### Given information
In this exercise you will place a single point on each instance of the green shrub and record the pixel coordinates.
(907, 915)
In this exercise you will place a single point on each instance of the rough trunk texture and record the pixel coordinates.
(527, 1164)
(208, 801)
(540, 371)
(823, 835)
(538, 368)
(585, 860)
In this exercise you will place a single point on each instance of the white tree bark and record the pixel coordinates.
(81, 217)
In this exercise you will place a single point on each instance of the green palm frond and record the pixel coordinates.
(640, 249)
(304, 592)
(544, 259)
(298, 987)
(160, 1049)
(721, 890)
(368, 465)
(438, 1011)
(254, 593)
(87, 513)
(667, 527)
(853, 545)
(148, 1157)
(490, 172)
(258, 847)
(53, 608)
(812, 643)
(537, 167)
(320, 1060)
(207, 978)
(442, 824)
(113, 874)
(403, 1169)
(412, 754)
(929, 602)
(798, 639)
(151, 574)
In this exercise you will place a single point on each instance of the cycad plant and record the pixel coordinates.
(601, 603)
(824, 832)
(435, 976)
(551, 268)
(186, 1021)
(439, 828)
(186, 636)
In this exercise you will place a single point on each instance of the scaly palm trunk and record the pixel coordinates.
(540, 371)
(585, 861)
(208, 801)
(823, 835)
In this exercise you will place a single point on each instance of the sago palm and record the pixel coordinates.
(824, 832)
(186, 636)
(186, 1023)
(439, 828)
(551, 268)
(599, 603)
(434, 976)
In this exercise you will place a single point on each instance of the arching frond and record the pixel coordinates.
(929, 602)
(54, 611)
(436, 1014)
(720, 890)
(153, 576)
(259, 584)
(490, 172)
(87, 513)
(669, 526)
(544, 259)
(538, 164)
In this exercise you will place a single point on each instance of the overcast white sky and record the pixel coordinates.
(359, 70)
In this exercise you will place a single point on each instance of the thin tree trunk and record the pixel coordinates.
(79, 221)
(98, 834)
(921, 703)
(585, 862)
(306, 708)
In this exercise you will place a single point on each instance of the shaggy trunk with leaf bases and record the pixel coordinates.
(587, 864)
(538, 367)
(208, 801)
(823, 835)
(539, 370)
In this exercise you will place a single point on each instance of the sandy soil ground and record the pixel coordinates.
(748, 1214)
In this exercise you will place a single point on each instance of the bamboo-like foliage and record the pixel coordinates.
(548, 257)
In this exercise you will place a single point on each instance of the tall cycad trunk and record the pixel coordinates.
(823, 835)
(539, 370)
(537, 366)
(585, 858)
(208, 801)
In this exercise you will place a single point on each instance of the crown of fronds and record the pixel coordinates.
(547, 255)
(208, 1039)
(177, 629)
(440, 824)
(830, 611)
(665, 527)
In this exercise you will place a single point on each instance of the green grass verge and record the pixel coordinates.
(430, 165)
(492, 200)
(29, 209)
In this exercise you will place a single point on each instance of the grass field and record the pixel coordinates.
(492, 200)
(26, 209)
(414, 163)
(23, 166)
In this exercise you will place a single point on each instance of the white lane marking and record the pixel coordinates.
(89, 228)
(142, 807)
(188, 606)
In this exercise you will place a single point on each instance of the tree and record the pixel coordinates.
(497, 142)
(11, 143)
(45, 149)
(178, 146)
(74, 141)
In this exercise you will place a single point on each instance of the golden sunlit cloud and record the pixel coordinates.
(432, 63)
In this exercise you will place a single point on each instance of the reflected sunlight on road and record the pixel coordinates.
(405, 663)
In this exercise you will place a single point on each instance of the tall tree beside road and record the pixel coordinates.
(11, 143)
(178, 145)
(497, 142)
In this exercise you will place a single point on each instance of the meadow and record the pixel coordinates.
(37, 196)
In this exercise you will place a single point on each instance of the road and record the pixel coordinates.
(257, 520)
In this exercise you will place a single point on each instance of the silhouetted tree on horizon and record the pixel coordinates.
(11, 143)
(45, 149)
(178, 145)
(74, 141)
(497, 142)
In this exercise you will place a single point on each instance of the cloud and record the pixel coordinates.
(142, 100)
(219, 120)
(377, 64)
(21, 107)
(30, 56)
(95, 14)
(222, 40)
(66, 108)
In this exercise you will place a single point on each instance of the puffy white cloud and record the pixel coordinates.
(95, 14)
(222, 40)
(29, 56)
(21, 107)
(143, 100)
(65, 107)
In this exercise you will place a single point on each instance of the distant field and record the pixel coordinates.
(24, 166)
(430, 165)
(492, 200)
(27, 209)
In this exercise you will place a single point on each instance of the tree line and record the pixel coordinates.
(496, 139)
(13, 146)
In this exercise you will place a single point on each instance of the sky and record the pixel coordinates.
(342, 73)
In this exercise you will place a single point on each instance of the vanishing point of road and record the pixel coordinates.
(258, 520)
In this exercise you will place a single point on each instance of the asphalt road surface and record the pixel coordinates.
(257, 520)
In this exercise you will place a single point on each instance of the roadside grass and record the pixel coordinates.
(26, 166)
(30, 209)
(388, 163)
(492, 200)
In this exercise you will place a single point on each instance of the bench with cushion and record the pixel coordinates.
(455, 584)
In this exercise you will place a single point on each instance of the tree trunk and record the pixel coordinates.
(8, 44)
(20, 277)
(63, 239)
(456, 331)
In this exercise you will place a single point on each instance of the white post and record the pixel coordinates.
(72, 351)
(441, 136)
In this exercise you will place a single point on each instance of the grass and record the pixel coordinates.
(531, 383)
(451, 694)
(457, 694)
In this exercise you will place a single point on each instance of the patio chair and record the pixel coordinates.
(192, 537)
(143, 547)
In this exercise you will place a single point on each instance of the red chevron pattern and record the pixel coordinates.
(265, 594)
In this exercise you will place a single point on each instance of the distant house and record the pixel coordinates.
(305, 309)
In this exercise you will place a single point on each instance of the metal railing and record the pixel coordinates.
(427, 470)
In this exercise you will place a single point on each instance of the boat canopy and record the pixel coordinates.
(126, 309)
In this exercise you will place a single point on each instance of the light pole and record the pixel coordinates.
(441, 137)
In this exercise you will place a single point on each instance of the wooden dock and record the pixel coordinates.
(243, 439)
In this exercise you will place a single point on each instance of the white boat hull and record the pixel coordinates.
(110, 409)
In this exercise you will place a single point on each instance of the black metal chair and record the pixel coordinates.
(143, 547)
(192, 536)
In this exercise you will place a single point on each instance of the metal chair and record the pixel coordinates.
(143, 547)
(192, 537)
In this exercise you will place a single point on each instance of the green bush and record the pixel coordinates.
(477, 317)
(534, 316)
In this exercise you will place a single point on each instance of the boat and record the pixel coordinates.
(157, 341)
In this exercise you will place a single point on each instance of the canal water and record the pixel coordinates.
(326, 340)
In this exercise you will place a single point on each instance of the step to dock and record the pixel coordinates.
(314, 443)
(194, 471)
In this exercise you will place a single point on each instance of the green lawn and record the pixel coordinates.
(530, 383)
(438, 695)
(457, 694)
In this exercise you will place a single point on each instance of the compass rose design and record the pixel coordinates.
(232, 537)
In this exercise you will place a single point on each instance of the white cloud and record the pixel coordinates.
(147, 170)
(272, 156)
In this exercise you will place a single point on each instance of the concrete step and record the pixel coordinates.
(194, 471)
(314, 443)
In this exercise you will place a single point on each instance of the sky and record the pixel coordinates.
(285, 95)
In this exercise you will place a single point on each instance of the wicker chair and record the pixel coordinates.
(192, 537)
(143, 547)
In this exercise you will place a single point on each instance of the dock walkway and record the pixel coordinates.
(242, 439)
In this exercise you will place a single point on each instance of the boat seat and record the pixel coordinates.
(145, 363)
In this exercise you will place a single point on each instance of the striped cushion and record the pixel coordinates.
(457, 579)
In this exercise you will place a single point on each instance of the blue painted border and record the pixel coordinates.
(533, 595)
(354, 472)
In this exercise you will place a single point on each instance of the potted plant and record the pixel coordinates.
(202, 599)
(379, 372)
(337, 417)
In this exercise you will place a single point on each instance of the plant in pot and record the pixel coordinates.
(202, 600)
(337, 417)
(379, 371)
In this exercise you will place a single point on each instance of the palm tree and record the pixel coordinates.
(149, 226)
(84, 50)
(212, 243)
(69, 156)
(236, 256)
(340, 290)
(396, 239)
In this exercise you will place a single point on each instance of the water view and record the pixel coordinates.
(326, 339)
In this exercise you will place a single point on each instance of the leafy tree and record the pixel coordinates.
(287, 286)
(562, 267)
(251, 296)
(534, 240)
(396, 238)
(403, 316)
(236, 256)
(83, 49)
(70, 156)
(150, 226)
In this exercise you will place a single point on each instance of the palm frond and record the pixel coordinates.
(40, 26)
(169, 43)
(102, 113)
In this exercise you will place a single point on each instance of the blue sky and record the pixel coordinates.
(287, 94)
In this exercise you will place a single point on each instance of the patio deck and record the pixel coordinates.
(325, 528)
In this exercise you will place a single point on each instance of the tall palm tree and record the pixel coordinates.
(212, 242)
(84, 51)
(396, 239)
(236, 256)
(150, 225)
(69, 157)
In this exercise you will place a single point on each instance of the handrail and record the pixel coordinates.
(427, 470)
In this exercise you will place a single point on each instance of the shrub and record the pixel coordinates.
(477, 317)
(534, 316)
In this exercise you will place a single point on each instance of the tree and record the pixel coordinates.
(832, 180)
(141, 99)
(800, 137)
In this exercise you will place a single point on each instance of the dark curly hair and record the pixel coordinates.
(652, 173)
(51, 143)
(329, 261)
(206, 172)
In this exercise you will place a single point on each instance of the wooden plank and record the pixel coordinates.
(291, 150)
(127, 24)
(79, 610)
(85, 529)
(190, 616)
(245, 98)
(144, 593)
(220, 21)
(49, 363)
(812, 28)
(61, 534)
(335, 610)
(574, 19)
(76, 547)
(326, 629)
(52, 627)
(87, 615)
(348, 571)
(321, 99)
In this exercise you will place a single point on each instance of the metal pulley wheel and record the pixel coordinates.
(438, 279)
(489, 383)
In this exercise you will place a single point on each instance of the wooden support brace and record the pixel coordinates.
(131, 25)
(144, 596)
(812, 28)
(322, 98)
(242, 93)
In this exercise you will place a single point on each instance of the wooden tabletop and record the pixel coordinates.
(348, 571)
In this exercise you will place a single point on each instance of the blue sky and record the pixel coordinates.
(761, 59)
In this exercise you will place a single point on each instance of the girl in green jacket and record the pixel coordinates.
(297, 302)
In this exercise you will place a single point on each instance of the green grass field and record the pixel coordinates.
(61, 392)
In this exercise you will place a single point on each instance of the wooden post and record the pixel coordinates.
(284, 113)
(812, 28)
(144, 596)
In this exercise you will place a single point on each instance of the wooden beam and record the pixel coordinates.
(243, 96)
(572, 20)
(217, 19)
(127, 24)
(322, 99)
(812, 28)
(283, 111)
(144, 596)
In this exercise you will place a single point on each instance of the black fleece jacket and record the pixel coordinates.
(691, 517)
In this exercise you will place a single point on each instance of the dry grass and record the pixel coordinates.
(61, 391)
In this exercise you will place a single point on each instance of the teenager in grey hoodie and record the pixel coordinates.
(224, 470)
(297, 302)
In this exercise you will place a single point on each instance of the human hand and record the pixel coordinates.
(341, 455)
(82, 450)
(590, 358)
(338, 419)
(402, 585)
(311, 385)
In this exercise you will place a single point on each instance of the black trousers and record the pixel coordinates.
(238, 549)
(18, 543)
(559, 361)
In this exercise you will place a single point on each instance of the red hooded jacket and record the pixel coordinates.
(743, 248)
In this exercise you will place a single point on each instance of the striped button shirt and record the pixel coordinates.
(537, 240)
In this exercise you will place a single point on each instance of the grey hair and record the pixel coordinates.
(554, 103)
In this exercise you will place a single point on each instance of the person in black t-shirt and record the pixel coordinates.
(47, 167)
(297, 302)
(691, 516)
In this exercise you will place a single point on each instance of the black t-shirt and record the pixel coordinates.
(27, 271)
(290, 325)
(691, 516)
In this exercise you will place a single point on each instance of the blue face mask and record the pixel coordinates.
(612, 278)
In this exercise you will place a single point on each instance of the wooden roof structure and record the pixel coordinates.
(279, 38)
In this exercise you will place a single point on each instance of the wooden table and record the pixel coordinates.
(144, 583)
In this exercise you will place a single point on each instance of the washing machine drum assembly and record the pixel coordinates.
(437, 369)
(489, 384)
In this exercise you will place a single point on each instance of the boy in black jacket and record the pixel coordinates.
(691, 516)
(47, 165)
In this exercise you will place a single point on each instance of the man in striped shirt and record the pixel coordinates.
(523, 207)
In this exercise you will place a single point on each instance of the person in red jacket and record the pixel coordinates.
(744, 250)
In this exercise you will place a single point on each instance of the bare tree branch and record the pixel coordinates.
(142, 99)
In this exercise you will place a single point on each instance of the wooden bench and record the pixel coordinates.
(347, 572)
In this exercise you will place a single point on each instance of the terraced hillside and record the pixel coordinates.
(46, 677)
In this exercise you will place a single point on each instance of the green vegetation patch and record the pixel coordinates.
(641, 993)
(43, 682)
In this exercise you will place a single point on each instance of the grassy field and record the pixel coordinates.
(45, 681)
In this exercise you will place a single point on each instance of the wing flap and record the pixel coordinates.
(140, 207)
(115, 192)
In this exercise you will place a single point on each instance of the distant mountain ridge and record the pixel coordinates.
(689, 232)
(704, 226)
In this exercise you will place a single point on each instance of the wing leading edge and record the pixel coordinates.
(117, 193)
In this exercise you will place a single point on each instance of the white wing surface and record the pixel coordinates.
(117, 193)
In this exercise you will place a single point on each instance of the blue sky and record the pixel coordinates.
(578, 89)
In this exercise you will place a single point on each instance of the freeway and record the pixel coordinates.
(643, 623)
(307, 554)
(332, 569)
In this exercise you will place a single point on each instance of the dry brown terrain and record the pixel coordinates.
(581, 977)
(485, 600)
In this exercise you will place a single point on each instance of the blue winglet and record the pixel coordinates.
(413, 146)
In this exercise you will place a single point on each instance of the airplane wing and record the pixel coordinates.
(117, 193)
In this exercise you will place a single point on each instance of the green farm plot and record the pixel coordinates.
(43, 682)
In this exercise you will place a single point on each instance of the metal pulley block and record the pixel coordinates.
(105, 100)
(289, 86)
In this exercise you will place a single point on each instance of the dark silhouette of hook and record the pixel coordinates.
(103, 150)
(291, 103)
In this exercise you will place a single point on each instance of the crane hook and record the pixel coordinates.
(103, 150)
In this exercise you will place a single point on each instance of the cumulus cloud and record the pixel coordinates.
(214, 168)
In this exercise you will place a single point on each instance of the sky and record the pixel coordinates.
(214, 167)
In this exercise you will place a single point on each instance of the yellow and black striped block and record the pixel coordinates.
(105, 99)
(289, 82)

### Work order
The answer should be exactly the lines from the one that contains "wing surface and record the pixel coordinates." through the end of the entries, both ends included, and nothing besides.

### Solution below
In this exercise you will place a single point on each instance of the white wing surface and record the pixel coordinates.
(117, 193)
In this exercise you will place a single point on each instance of the blue sky and record the pixel coordinates.
(578, 89)
In this exercise you will place a single point on each instance of the freeway and record the pixel coordinates.
(643, 623)
(307, 554)
(332, 569)
In this exercise you will place a single point on each instance of the dry brown terrain and record the pixel coordinates.
(581, 977)
(485, 600)
In this exercise you will place a single point on each instance of the blue winglet and record the pixel coordinates.
(413, 146)
In this exercise you will place a single point on each instance of the airplane wing and record the pixel coordinates.
(117, 193)
In this exercise you will place a single point on each instance of the green farm plot and record the pixel coordinates.
(43, 682)
In this exercise you will place a single point on each instance of the metal pulley block and record the pixel coordinates.
(105, 100)
(289, 86)
In this exercise you will place a single point on each instance of the dark silhouette of hook and record the pixel coordinates.
(103, 150)
(291, 103)
In this exercise you will place a single point on each instance of the crane hook and record the pixel coordinates.
(103, 150)
In this exercise you will place a single point on each instance of the cumulus cloud and record the pixel coordinates.
(214, 168)
In this exercise you will place a single point on each instance of the sky and record the pixel coordinates.
(214, 167)
In this exercise you will place a single point on each instance of the yellow and black striped block and record the pixel coordinates.
(105, 99)
(289, 82)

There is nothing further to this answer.